--- WHAT THE TASK REQUIRES ---
List every line in the items below that contains the word "small", copying each one in full. Count only matches with the same capitalization.

--- Lines of data ---
++++

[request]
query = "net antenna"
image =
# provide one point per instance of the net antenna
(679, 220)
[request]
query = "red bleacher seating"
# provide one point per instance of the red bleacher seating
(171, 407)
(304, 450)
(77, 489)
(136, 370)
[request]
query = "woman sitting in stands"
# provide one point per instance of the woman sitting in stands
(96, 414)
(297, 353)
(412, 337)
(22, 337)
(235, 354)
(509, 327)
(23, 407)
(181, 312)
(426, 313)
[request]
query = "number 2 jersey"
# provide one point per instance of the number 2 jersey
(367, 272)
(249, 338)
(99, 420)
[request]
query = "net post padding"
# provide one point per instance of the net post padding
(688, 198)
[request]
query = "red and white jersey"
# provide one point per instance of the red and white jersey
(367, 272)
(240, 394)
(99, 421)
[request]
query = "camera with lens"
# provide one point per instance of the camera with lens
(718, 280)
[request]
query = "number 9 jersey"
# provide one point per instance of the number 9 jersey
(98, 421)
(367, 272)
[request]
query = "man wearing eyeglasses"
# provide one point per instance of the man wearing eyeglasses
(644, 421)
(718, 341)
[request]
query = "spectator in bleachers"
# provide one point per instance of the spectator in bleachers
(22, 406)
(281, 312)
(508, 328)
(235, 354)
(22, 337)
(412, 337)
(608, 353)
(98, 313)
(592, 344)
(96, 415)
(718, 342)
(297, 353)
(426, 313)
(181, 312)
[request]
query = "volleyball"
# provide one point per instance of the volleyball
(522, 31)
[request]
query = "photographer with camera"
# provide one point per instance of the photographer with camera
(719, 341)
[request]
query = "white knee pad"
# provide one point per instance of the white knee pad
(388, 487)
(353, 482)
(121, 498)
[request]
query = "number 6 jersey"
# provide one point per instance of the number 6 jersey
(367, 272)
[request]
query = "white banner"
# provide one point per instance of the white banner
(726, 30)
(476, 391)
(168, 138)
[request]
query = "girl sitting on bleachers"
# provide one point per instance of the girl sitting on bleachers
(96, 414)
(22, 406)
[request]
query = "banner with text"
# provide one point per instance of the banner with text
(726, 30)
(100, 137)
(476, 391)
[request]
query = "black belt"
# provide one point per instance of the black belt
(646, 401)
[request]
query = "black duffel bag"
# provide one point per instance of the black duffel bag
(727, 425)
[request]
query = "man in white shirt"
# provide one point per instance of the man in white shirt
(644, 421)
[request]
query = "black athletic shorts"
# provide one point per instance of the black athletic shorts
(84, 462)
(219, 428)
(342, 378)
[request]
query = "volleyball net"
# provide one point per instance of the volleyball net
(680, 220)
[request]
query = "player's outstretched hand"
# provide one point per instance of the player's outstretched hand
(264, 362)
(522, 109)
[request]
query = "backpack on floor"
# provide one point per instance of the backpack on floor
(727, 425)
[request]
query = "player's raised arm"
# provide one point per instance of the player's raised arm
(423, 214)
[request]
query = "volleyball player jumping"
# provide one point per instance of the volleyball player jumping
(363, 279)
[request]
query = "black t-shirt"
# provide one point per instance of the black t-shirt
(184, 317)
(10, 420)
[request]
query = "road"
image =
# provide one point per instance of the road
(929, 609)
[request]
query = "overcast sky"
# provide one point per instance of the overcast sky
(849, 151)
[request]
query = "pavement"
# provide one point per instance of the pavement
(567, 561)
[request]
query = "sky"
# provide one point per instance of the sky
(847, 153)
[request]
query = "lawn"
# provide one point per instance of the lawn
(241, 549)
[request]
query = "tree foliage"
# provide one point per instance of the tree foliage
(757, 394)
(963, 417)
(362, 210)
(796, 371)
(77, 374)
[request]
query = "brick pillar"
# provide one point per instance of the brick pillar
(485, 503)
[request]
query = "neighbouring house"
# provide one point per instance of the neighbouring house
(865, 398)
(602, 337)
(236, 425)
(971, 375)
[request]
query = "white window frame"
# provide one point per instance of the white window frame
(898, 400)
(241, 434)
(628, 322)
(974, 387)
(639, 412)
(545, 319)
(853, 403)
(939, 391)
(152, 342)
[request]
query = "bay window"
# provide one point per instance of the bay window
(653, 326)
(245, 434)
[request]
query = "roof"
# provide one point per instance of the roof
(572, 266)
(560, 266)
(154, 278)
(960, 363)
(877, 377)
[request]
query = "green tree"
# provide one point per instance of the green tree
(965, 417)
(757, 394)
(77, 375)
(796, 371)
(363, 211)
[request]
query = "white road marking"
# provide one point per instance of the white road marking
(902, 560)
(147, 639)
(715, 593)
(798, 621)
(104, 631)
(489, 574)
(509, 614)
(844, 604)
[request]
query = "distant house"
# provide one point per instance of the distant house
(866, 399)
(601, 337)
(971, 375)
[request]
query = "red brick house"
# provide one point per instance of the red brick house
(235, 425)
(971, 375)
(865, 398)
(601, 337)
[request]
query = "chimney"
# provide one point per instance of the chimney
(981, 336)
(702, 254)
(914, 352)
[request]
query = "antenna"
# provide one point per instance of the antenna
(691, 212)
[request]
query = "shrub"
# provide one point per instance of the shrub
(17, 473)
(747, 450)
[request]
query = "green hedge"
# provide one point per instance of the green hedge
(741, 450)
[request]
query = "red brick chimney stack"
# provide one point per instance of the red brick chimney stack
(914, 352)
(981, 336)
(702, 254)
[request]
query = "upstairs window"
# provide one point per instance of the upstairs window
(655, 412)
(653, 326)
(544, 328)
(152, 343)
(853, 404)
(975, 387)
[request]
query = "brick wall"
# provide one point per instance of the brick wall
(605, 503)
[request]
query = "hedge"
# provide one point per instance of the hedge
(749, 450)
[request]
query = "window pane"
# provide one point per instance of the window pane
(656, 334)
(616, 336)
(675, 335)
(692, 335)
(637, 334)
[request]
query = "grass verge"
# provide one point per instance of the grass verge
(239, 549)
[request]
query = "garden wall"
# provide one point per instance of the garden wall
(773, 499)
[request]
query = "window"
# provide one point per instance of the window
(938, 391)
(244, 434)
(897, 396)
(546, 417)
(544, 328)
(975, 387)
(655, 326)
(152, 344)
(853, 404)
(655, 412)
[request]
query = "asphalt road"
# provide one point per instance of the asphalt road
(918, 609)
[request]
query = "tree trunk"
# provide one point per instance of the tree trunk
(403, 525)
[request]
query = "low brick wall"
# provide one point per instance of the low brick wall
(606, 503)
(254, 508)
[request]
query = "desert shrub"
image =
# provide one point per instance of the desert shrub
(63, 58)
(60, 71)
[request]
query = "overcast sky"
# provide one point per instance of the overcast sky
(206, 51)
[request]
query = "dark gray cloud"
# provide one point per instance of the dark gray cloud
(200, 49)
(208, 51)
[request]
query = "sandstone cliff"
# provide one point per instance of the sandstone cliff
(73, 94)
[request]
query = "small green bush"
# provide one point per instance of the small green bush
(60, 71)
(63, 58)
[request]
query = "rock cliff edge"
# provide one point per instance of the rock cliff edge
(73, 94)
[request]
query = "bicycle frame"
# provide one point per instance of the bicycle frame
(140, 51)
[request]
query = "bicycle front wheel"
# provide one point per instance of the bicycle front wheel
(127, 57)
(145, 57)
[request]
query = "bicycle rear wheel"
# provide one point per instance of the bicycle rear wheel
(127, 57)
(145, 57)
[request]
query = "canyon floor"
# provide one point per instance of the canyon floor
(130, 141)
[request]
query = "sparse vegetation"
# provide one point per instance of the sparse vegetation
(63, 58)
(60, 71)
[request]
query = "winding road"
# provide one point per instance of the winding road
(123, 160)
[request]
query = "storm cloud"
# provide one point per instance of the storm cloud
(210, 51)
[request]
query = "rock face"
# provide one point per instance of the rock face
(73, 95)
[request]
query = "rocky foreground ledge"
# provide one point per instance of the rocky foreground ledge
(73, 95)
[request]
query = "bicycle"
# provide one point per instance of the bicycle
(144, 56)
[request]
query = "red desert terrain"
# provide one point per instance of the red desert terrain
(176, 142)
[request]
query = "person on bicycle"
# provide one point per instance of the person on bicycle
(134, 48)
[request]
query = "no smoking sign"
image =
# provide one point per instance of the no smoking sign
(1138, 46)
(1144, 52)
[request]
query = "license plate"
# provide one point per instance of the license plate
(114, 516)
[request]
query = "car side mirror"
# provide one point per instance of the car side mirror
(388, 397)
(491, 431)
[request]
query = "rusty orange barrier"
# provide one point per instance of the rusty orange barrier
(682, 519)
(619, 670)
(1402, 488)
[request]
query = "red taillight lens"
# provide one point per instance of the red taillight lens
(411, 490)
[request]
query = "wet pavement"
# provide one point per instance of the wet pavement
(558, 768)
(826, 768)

++++

--- EXERCISE ANSWER ---
query = "small green bush"
# provide one point per instance of the small green bush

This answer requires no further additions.